>> BEGIN RECORDS FOR PROCESSING

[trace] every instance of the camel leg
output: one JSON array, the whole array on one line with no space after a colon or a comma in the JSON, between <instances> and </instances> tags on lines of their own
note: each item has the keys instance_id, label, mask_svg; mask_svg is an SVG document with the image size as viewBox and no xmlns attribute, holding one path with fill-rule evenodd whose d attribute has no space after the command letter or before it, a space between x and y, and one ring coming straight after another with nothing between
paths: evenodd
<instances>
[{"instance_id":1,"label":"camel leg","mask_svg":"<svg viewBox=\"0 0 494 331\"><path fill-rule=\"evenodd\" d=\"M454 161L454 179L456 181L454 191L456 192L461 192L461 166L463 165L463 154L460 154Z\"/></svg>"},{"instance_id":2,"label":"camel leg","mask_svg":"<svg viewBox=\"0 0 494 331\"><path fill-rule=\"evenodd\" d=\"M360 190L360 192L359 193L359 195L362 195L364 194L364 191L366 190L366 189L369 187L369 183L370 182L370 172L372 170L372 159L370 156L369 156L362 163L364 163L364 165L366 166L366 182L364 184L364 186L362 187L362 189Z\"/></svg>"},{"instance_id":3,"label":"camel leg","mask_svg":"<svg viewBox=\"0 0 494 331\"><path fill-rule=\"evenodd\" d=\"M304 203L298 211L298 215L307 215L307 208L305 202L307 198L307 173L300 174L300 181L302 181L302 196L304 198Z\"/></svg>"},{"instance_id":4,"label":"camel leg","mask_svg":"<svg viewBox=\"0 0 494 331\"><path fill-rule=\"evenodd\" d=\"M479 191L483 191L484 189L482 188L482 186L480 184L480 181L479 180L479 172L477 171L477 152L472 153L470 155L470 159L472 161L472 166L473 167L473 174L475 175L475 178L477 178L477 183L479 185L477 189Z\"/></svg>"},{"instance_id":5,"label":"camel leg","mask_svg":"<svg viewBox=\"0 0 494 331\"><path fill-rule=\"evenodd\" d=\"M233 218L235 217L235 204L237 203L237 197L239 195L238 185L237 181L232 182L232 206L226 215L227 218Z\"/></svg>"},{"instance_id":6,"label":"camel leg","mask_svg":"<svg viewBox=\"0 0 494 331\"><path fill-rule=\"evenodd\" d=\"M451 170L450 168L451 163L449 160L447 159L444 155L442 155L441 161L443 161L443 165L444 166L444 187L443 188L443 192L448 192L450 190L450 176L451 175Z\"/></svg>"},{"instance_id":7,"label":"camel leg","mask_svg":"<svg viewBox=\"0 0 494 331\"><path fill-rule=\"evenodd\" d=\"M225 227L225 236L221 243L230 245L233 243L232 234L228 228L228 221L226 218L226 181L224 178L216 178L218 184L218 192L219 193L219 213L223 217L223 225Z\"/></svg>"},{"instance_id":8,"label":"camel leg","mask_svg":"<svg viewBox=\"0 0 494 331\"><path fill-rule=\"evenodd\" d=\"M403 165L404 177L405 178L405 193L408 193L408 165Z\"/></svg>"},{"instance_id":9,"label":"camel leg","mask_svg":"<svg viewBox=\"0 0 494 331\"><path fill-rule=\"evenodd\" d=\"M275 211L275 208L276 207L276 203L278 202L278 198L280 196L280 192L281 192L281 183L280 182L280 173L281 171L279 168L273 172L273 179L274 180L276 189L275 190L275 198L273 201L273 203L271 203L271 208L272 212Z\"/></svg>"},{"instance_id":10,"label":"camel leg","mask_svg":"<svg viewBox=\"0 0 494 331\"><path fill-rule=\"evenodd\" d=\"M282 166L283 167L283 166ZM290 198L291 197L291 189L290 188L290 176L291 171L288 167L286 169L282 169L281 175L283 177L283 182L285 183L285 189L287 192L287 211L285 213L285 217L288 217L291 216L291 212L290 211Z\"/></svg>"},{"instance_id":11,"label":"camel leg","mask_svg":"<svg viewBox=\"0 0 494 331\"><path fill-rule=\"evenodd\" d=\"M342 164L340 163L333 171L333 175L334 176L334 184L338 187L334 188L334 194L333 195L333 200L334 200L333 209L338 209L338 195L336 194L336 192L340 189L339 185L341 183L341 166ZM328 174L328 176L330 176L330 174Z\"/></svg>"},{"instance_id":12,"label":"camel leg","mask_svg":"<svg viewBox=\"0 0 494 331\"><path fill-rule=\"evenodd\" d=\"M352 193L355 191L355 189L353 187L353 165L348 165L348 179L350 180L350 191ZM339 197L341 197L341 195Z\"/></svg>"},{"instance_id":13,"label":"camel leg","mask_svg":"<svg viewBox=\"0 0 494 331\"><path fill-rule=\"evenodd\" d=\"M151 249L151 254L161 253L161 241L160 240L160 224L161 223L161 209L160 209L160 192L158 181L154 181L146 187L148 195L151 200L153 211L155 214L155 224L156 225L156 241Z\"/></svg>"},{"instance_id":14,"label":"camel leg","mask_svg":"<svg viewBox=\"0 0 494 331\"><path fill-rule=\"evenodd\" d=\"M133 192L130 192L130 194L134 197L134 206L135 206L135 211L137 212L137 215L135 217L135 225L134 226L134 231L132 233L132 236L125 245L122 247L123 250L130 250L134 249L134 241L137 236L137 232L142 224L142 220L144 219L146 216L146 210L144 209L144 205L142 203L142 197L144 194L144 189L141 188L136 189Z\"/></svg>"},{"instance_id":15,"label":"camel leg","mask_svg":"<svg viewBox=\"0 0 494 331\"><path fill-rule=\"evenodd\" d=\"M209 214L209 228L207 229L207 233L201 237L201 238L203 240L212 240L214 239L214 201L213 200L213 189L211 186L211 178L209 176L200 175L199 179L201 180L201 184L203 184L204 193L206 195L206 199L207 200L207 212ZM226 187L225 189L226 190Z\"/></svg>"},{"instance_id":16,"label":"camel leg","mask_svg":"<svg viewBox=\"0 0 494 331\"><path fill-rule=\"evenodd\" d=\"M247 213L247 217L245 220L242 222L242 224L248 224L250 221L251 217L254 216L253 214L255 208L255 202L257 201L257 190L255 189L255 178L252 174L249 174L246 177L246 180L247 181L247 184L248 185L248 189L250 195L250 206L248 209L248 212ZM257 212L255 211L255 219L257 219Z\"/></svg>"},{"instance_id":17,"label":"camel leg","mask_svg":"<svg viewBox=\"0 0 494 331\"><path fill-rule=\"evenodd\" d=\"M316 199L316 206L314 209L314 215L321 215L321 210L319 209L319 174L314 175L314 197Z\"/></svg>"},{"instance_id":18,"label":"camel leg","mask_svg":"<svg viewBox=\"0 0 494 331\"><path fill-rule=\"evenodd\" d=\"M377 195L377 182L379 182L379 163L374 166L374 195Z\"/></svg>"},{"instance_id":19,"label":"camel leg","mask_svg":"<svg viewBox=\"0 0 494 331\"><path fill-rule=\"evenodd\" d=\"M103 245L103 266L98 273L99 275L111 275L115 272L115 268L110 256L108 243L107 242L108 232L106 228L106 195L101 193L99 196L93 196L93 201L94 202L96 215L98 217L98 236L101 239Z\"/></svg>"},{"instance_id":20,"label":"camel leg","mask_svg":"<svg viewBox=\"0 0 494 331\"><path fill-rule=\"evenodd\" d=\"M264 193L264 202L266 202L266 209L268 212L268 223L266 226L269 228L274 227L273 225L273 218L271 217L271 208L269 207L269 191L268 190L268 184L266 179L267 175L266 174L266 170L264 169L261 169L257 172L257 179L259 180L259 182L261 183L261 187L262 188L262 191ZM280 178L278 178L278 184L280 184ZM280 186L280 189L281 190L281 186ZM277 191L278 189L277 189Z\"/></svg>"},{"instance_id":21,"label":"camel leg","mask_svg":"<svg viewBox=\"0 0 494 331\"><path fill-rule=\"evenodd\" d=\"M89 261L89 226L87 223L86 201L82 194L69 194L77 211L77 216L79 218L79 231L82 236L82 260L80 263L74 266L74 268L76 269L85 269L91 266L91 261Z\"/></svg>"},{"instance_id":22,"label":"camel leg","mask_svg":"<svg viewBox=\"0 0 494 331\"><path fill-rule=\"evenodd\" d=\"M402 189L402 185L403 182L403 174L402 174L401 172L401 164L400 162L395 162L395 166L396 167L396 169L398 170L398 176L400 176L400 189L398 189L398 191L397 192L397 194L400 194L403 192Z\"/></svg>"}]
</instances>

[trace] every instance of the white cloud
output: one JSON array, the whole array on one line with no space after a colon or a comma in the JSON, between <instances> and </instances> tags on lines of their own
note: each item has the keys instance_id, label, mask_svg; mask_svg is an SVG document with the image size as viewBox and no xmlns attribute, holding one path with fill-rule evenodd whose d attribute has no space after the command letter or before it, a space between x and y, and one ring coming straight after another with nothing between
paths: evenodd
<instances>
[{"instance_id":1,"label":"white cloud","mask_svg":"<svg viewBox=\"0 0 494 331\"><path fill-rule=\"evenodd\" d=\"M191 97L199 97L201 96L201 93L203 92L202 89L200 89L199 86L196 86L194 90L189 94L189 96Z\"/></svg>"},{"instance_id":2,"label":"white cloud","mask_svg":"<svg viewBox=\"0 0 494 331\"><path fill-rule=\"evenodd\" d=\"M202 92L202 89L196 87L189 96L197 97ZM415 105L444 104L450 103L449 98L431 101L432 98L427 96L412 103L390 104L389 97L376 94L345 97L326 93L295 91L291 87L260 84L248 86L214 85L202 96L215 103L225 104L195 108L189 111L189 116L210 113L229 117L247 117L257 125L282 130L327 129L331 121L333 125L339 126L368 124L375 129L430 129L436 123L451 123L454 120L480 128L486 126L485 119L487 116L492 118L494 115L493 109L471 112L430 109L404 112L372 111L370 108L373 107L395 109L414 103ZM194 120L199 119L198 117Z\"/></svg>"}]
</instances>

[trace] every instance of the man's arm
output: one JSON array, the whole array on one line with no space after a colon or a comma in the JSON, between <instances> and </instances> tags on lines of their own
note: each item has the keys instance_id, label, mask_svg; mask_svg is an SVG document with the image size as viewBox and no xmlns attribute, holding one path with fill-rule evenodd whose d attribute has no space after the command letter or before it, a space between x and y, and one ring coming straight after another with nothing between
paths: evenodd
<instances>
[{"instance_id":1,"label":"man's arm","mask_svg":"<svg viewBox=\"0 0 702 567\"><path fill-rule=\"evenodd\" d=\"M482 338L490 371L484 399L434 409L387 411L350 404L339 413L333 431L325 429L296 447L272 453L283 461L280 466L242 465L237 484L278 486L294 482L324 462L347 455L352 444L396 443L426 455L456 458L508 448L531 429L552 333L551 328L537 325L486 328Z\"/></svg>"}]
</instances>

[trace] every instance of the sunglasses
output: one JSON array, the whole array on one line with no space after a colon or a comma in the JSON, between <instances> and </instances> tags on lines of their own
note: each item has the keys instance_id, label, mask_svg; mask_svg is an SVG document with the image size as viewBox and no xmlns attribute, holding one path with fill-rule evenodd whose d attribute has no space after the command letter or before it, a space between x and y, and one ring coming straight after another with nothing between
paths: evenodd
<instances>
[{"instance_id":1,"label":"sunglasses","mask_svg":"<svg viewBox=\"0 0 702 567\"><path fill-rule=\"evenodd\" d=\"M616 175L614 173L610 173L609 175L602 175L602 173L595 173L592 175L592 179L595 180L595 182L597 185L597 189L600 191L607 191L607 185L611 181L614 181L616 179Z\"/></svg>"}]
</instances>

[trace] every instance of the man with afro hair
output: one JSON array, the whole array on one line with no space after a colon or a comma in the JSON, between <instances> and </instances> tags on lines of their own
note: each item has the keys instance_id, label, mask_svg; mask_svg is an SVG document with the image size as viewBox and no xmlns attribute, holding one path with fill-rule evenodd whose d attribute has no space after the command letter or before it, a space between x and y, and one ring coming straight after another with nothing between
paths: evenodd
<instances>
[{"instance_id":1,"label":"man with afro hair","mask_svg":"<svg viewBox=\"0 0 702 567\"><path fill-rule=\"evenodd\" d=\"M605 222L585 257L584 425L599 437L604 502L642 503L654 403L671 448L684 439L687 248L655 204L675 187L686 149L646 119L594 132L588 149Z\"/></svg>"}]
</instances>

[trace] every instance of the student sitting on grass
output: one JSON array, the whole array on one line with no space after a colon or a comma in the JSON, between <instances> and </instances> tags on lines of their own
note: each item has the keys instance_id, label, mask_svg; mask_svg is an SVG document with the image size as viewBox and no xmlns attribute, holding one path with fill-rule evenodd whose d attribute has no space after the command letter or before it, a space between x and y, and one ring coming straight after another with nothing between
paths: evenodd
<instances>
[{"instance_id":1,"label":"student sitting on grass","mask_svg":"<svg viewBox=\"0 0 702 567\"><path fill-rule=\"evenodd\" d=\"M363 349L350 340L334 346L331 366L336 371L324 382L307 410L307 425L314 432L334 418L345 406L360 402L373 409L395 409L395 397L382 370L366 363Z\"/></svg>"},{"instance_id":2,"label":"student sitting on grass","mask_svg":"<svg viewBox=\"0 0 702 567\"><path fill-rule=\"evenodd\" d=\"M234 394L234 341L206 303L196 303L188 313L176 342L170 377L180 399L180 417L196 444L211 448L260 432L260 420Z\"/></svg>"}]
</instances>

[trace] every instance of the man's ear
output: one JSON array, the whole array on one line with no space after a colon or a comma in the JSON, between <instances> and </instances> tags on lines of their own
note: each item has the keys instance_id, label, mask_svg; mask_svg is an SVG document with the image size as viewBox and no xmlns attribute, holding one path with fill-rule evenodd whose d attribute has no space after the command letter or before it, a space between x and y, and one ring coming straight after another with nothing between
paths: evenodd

>> END RECORDS FOR PROCESSING

= EXERCISE OBJECTIVE =
Take the line with "[trace] every instance of the man's ear" and all lines after it through the end of the records, and write them out exactly; include nothing else.

= TASK ANSWER =
[trace] every instance of the man's ear
output: one JSON array, the whole array on one line with no space after a colon or a comma in the JSON, between <instances> and </instances> tags on lines of their own
note: each item has the keys instance_id, label, mask_svg; mask_svg is an SVG document with the image size as viewBox and no xmlns attribute, holding one path with fill-rule evenodd whose d attribute has no space after the command letter or before it, a space between x and y, and one ring coming straight after another with nothing between
paths: evenodd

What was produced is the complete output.